***** Supplied records *****

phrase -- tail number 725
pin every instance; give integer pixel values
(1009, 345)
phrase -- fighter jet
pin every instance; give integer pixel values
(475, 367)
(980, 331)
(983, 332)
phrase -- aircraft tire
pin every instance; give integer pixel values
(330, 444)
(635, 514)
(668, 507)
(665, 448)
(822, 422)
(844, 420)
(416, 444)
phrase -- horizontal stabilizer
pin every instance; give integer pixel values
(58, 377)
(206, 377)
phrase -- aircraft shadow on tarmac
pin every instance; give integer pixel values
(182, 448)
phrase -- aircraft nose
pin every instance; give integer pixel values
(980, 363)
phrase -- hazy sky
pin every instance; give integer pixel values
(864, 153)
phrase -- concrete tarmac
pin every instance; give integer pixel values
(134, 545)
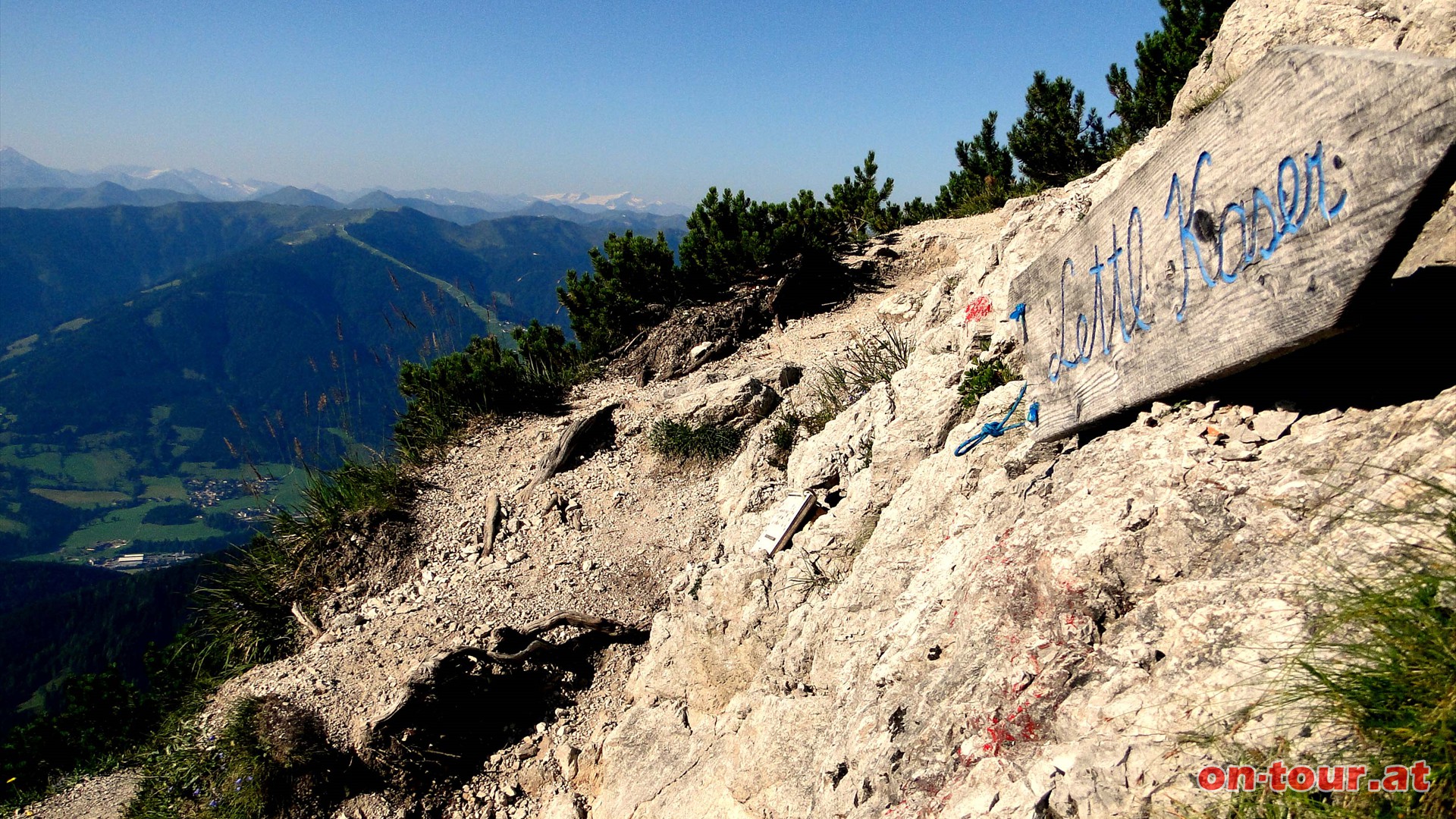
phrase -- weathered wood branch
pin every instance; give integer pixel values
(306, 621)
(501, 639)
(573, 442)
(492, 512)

*****
***** Supplied records *****

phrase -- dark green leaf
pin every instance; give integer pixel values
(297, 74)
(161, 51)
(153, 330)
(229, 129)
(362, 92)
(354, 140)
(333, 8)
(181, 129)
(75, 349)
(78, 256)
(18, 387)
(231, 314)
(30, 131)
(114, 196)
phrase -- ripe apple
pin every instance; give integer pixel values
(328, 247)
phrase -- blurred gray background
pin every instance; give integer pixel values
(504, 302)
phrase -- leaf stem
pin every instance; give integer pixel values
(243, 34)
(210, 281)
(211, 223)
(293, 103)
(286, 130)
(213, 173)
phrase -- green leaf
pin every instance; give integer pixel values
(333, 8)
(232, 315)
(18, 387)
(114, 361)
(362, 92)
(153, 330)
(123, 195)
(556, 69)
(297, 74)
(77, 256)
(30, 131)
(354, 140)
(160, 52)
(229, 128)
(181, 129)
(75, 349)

*****

Problem details: Gather every line in the listing above that contains the word "aircraft", and copy each one in full.

Exercise answer:
phrase -- aircraft tire
phrase -- aircraft shadow on tarmac
phrase -- aircraft nose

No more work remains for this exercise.